Collected data:
• • •

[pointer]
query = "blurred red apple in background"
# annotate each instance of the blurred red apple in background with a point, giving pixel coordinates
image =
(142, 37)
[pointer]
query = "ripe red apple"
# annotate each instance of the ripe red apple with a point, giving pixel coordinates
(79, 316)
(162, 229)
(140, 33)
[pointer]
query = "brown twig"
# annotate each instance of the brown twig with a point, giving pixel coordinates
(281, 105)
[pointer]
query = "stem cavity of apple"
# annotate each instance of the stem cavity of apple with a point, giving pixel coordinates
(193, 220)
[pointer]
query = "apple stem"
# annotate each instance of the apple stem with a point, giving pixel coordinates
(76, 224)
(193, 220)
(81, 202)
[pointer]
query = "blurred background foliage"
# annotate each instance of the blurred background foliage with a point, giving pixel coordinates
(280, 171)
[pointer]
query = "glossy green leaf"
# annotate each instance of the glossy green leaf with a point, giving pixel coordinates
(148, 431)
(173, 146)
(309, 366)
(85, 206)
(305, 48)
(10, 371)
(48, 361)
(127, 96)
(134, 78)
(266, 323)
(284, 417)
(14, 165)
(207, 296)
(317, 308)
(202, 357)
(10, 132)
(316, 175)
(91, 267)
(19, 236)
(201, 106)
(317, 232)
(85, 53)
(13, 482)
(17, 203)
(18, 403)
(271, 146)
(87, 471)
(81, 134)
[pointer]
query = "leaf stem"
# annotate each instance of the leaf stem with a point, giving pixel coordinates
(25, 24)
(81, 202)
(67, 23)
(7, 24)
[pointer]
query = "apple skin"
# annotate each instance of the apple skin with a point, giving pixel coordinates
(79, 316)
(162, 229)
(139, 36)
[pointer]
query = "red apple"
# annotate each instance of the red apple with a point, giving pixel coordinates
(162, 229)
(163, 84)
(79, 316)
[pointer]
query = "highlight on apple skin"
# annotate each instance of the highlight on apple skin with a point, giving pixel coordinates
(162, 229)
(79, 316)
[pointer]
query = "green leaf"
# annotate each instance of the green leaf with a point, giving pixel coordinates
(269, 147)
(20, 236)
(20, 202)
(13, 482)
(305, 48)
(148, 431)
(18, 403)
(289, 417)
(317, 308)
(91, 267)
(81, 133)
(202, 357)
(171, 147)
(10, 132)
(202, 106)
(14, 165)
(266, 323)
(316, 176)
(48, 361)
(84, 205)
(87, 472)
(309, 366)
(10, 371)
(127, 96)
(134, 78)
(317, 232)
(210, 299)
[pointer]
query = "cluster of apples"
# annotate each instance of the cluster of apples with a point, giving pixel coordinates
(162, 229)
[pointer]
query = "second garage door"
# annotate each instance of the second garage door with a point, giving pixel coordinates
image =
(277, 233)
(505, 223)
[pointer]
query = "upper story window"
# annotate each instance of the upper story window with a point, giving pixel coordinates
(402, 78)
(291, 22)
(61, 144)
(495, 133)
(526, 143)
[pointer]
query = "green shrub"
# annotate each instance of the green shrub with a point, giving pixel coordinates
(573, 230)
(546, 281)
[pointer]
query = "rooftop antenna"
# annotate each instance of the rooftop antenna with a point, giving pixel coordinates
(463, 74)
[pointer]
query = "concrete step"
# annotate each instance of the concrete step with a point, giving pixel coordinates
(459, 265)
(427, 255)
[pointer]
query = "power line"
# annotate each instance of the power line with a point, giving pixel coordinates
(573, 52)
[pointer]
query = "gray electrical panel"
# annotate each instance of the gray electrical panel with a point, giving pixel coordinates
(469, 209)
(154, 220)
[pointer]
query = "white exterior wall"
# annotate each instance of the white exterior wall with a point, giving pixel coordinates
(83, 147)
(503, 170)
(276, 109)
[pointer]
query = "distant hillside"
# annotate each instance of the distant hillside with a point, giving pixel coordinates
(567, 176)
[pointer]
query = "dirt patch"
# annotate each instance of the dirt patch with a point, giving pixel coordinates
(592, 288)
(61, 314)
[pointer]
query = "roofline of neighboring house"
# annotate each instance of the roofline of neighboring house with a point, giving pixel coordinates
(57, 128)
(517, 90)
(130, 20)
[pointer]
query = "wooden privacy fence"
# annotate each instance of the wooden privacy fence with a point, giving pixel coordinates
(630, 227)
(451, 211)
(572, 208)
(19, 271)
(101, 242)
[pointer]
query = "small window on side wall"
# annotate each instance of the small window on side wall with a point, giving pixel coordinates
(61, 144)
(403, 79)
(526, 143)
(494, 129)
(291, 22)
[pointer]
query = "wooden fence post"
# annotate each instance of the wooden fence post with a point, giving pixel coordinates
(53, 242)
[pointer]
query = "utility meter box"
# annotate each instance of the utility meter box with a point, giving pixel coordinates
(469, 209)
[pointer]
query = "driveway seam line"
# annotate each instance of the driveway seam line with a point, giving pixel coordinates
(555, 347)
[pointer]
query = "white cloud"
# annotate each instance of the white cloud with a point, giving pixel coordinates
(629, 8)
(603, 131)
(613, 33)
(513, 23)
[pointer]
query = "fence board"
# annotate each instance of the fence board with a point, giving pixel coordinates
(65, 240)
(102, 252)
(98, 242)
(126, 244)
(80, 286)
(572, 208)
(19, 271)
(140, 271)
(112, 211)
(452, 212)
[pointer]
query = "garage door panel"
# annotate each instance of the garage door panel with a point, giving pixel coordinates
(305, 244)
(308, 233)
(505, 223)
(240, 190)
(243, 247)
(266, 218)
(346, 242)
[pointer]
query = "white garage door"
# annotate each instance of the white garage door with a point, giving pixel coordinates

• • •

## Exercise directions
Reproduce every entry shown above, precisely as it stands.

## Written response
[pointer]
query = "blurred red apple in background"
# annotate each instance of the blurred red apple in background with a point, giving pixel coordinates
image =
(142, 37)
[pointer]
query = "ripe red apple"
# annotate each instance of the ripe red apple with a point, giving pixel coordinates
(79, 316)
(162, 229)
(140, 33)
[pointer]
query = "brown twig"
# annotate each instance of the brown twig with a point, giving pixel coordinates
(281, 105)
[pointer]
query = "stem cavity of apple"
# annotate each instance of the stem cavity of apple with a point, giving pixel coordinates
(193, 220)
[pointer]
query = "apple stem"
# annotate each instance of the apple stem with a point, giving pixel coordinates
(76, 224)
(193, 220)
(81, 202)
[pointer]
query = "blurred background foliage"
# annotate each instance of the blurred background foliage with a point, giving pixel coordinates
(280, 171)
[pointer]
query = "glossy green leaf"
# annotate each instance of the glossy green leaf with a point, giving pixel coordinates
(148, 431)
(173, 146)
(309, 366)
(85, 206)
(305, 48)
(10, 371)
(48, 361)
(127, 96)
(134, 78)
(266, 323)
(284, 417)
(14, 165)
(207, 296)
(317, 308)
(202, 357)
(10, 132)
(316, 175)
(91, 267)
(19, 236)
(201, 106)
(317, 232)
(85, 53)
(13, 482)
(17, 203)
(18, 403)
(271, 146)
(87, 471)
(81, 134)
[pointer]
query = "leaf stem"
# annotate each instance of the leaf stem with a point, giving pixel coordinates
(25, 24)
(81, 202)
(67, 23)
(7, 24)
[pointer]
query = "apple skin"
# annotate each instance of the apple skin with a point, giving pixel coordinates
(79, 316)
(162, 229)
(139, 36)
[pointer]
query = "red apple"
# annotate each instance of the red apple with a point, giving pixel coordinates
(162, 229)
(163, 84)
(79, 316)
[pointer]
query = "highlight on apple skin"
# annotate each instance of the highlight on apple skin with a point, giving pixel coordinates
(162, 229)
(79, 316)
[pointer]
query = "green leaf"
# annotate each instance of the green leaf with a point, giving pixel coordinates
(269, 147)
(20, 236)
(20, 202)
(13, 482)
(305, 48)
(148, 431)
(18, 403)
(289, 417)
(317, 308)
(91, 267)
(81, 133)
(202, 357)
(171, 147)
(10, 132)
(202, 106)
(14, 165)
(266, 323)
(316, 176)
(48, 361)
(84, 205)
(87, 472)
(309, 366)
(10, 371)
(127, 96)
(134, 78)
(317, 232)
(210, 299)
[pointer]
query = "cluster of apples"
# annotate each instance of the cluster of apples with a point, giving pixel coordinates
(162, 229)
[pointer]
query = "second garage door"
# annotate each instance of the second garage door with a point, giving pixel coordinates
image =
(277, 233)
(505, 223)
[pointer]
query = "upper story window"
# annotate each instance of the upper story window with a point, giving pixel coordinates
(402, 78)
(291, 22)
(61, 144)
(495, 133)
(526, 143)
[pointer]
query = "green shrub"
# annotate each instance of the green shrub with a point, giving pixel coordinates
(573, 230)
(546, 281)
[pointer]
query = "rooftop antenna"
# annotate each instance of the rooftop antenna with a point, giving pixel coordinates
(463, 74)
[pointer]
query = "concrete step"
# annotate each instance of the concrete step with a point, giving pixel coordinates
(459, 265)
(427, 255)
[pointer]
query = "power line"
# annotate each instance of the power line with a point, giving pixel coordinates
(573, 52)
[pointer]
query = "gray electrical panel"
# annotate each instance of the gray electrical panel with a point, giving pixel coordinates
(469, 209)
(154, 220)
[pointer]
query = "white exterior wall"
# annotate each instance of the white exterior wall with a point, giving pixel coordinates
(83, 147)
(503, 170)
(276, 109)
[pointer]
query = "distant hillside"
# annotate each instance of the distant hillside with a point, giving pixel coordinates
(567, 176)
[pointer]
query = "dirt patch"
# annotate each instance of the dirt patch with a point, giving pixel coordinates
(592, 288)
(61, 314)
[pointer]
query = "roofline of neighboring house"
# annotate each instance of the roofline of neighboring house with a point, giving pixel coordinates
(57, 128)
(517, 90)
(130, 20)
[pointer]
query = "wooden privacy fence"
# annotate each instance of the wooden privacy fence with a point, giving pixel coordinates
(630, 227)
(451, 211)
(572, 208)
(19, 271)
(101, 242)
[pointer]
query = "small window on side wall"
# annotate each instance of the small window on side wall with a point, giving pixel coordinates
(61, 144)
(403, 79)
(526, 143)
(494, 129)
(291, 22)
[pointer]
query = "wooden fence post"
# annotate each instance of the wooden fence post with a point, giving pixel coordinates
(53, 242)
[pointer]
query = "utility meter box"
# annotate each instance of the utility meter box with a point, giving pixel coordinates
(469, 209)
[pointer]
query = "driveway seam line"
# annotate each instance of the driveway seam line with a point, giving pixel coordinates
(555, 347)
[pointer]
query = "white cloud"
# annotate each instance of the white cloud with a point, giving pixel coordinates
(629, 8)
(603, 131)
(613, 33)
(513, 23)
[pointer]
query = "fence board"
# annotate each instance of the fence board with a point, giving pixel coordinates
(65, 240)
(102, 252)
(98, 242)
(126, 244)
(80, 286)
(572, 208)
(19, 271)
(140, 271)
(112, 211)
(452, 212)
[pointer]
query = "garage door panel"
# annotate each instance of the garage door panel with a point, giving pixel coordinates
(305, 244)
(308, 233)
(505, 223)
(240, 190)
(243, 247)
(266, 218)
(346, 242)
[pointer]
query = "white garage door"
# annotate each instance of the white garage door with a point, giving pixel coordinates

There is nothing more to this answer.